Children
One of my close friends got pregnant as a senior in high school last year – and, as the sex-ed teacher always predicts – her boyfriend left her to take care of little Christy by herself. My friend, of course, was devastated. Trying to lift her spirits, when she was three months pregnant, I took her shopping for baby bibs and booties at Wal-Mart. I don’t remember what we bought because I can only remember the stares – the ones from those mothers, the one’s with the pre-teen daughters, using my friend as a live example of what not to be. My friend considered aborting her baby. But, fortunately, little Christy lives, and boy, does she make her presence known with her high pitched head throbbing screeches in the middle of the night.
I know this because I now baby-sit Christy during weekdays while my friend is a few hours away at college, earning her Bachelors degree. It wasn’t easy, but I , myself, have now earned my own degree in spit-up control with a minor in dashing for diapers. I had never really had a pet before, but having Christy around became quite intriguing. I used to dislike small children. Rather than only paying attention to the annoying habits Christy had, I learned to love the cute things she did. Her adorable babbles became my favorite soundtrack and I can’t live without her beautiful Gerber carrot finger paints. After encounters with Christy, I discovered that being around small children really isn’t so bad after all.
So I got my own. I remember how it happened. I searched in Google under keyword “children” and I couldn’t believe what came up. Next to the delightful word “child” were vulgar phrases like slave labor, malnutrition, water shortage. I read that four children die every minute from unclean water and thought about the numerous, half empty Ozarka bottles I had lying around in my room. I read that millions of children have been displaced from genocide and are dying from easily treatable diseases. After clicking on dozens of links, I decided that I wanted to do something – I needed to help a child, and fast.
I have a little girl. Her name is Emaculate, she is seven years old, and she lives in Uganda. Each month, fifty dollars of my paycheck goes toward sending her to a school at a nearby village where she is learning to read and write. I believe that as a women on this earth, I have been blessed with the chance to be a mother of the world’s children, our only source of miniature hope in a world of hunger, disease, and dirty looks from shopping mothers.

INSTRUCTIONS TO FOLLOW:
In the essay on children, where does Emaculate live, and how old is she?

Stored items
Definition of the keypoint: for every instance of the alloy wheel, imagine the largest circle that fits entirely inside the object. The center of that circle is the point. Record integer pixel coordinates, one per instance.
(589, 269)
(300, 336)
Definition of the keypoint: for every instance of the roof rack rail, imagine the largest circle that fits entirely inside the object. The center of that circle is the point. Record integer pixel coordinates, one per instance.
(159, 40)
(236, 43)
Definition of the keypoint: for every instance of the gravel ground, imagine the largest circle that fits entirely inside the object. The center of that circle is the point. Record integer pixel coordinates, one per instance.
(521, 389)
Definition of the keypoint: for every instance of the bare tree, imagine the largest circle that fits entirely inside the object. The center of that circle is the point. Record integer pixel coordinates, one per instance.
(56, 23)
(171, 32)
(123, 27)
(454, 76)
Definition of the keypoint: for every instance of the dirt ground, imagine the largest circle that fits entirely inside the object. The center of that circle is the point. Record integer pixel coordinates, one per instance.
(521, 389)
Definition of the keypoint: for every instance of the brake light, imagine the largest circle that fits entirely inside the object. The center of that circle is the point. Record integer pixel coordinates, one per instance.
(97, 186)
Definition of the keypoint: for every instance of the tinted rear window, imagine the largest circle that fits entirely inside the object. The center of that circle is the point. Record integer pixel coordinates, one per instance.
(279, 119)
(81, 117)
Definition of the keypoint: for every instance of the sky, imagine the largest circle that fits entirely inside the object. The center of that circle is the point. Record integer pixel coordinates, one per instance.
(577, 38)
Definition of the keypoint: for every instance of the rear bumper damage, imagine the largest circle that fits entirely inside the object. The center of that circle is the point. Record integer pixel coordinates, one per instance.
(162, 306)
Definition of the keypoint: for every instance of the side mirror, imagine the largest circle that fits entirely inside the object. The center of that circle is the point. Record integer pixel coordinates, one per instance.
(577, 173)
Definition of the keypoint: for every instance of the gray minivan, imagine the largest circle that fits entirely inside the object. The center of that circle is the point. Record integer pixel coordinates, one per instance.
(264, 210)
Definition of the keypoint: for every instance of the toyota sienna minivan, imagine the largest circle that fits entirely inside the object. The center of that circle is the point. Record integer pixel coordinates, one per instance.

EXPECTED ANSWER:
Emaculate lives in Uganda and is seven years old.